Activity
Only the pictures are dropped. Restate each line below word for word.

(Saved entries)

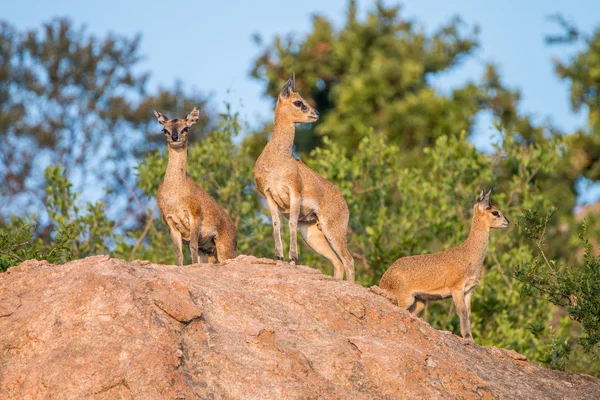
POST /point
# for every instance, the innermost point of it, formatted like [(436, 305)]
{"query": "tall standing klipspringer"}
[(313, 205), (191, 214)]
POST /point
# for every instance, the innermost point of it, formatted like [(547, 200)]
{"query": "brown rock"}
[(103, 328)]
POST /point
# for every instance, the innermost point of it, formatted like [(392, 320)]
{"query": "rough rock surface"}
[(104, 328)]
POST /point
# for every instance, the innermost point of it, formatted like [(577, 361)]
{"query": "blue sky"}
[(215, 41)]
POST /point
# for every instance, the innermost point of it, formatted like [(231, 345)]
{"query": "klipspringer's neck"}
[(284, 132), (477, 242), (176, 166)]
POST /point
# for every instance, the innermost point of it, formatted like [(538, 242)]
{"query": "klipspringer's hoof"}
[(468, 341)]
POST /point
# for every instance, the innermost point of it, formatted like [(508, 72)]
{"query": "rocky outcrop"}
[(104, 328)]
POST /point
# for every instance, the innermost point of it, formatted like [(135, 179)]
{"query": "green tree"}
[(377, 75), (69, 97)]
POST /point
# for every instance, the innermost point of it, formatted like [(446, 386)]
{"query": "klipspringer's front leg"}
[(194, 238), (293, 223), (274, 210), (463, 313), (468, 302), (176, 239)]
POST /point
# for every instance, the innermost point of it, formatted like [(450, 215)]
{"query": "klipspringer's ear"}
[(288, 88), (485, 201), (192, 117), (161, 117)]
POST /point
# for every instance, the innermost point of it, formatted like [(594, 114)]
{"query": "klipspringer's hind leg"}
[(335, 232), (203, 257), (417, 306), (313, 236), (225, 249), (276, 221), (194, 237), (293, 224), (468, 303), (176, 239)]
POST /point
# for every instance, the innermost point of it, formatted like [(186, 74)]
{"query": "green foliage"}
[(69, 97), (575, 288), (73, 233), (377, 74)]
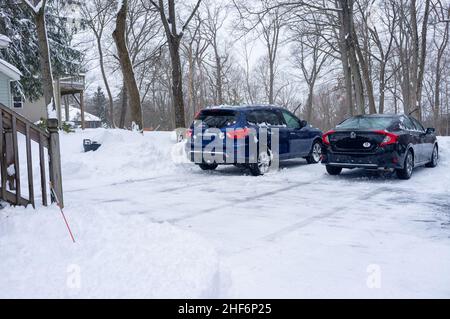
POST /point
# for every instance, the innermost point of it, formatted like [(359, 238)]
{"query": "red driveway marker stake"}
[(62, 213)]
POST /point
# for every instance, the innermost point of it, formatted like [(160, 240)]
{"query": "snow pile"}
[(114, 256), (118, 253), (75, 115)]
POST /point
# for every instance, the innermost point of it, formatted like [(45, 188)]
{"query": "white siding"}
[(5, 90)]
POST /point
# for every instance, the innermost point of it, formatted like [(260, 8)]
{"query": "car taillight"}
[(238, 134), (197, 115), (390, 138), (325, 137)]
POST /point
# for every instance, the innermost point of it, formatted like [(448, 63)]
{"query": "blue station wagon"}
[(252, 137)]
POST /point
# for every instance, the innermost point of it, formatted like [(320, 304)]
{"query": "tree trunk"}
[(271, 80), (309, 103), (44, 57), (366, 74), (218, 76), (347, 74), (123, 109), (423, 53), (127, 67), (105, 81), (177, 82)]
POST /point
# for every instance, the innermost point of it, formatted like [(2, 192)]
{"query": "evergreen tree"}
[(17, 23)]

Result of the task
POST /point
# for every instance, the innermost point of it, formatted like [(436, 305)]
{"query": "tall standing klipspringer"}
[(313, 205), (191, 214)]
POST /point
# for every instance, the innermost point of it, formatted like [(547, 200)]
{"query": "brown rock"}
[(103, 328)]
POST /point
# for every instance, the innermost point of it, formatted like [(392, 320)]
{"query": "rough rock surface"}
[(104, 328)]
POST /point
# for every instance, the innermost point of it, formatted like [(577, 361)]
{"query": "blue sky"}
[(215, 41)]
POST /point
# for every instance, the innermost point of it, formatted like [(231, 345)]
{"query": "klipspringer's neck"}
[(284, 132), (477, 242), (176, 166)]
POST /point
# for every instance, the innermost point of it, formatted like [(538, 242)]
{"query": "klipspringer's hoof"}
[(468, 341)]
POST /point
# for every instance, the innermost point of it, formatted like [(508, 72)]
{"query": "rocky outcrop"}
[(104, 328)]
POST /point
# for every instance, the innermost point of it, formatted like [(135, 179)]
{"query": "green tree"}
[(377, 75), (69, 97)]
POST /point
# for every instance, the innermost point of it, formatted like [(446, 386)]
{"query": "klipspringer's front leg"}
[(194, 238), (293, 223), (274, 210), (463, 313), (468, 302), (176, 239)]
POST /point
# for every instance, the innermost point of it, formatted like [(450, 215)]
{"query": "klipspringer's ear"}
[(288, 88), (485, 201), (192, 117), (161, 117)]
POST /point
# for every instance, the innermost point of it, formatted like [(594, 114)]
{"query": "klipspringer's hind leg"}
[(335, 232), (203, 257), (417, 306), (313, 236), (225, 249), (276, 221), (194, 237), (293, 224), (468, 303), (176, 239)]
POST /point
# for every instance, the innermost point of it, formatted like [(186, 74)]
{"query": "green foliage"}
[(69, 97), (575, 288), (73, 233), (377, 74)]
POST /point
# for every instance, the innermost point of it, formatted like [(359, 238)]
{"query": "red driveway marker stake"}
[(62, 213)]
POST /point
# for every instance, the innermost point of it, formatted like [(160, 240)]
{"query": "snow pile"}
[(114, 256), (118, 253), (75, 115)]
POST /point
# for every instance, the innermost point of it, formatted like [(45, 188)]
{"query": "white siding"}
[(5, 90)]
POST /point
# for every instance, the innermost point of it, formatted like [(260, 8)]
{"query": "car taillight"}
[(238, 134), (197, 115), (390, 138), (325, 137)]
POST /point
# for every instance, the innermost point of it, formatted like [(448, 63)]
{"query": "blue station wagon"}
[(252, 137)]
POST /point
# for every instance, the innermost point of it, formatted like [(320, 304)]
{"query": "tree trunk"}
[(271, 80), (309, 103), (44, 57), (366, 74), (218, 76), (347, 74), (123, 109), (423, 53), (127, 67), (105, 81), (177, 82)]
POST /point
# for every instance, the innermost point of it, formatted like [(2, 192)]
{"query": "evergreen tree"}
[(17, 23)]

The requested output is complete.